**Provided material**
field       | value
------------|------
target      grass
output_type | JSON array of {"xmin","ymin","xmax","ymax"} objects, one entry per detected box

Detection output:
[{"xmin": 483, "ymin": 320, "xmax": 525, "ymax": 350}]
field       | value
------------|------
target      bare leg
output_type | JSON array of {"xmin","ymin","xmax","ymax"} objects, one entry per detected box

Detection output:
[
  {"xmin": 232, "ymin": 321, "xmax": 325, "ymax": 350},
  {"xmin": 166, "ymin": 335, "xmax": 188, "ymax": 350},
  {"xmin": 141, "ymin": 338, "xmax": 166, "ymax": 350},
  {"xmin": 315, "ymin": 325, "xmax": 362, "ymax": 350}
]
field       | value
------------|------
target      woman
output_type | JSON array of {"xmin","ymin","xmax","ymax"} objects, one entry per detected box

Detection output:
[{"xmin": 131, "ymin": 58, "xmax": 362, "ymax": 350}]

**Brief**
The answer must consist of all the entries, copied exactly.

**Answer below**
field       | value
------------|------
target      grass
output_type | JSON array of {"xmin","ymin","xmax","ymax"} objects, one entry per detected box

Detection output:
[{"xmin": 483, "ymin": 320, "xmax": 525, "ymax": 350}]
field       | value
------------|------
target      bare leg
output_type | JSON array of {"xmin","ymin","xmax","ymax"} objects, one entry per detected box

Detection output:
[
  {"xmin": 232, "ymin": 321, "xmax": 325, "ymax": 350},
  {"xmin": 166, "ymin": 335, "xmax": 188, "ymax": 350},
  {"xmin": 141, "ymin": 338, "xmax": 166, "ymax": 350},
  {"xmin": 315, "ymin": 325, "xmax": 362, "ymax": 350}
]
field       | value
------------|------
target      woman
output_type | JSON array of {"xmin","ymin","xmax","ymax"} objects, one entry per detected box

Detection output:
[{"xmin": 131, "ymin": 58, "xmax": 362, "ymax": 350}]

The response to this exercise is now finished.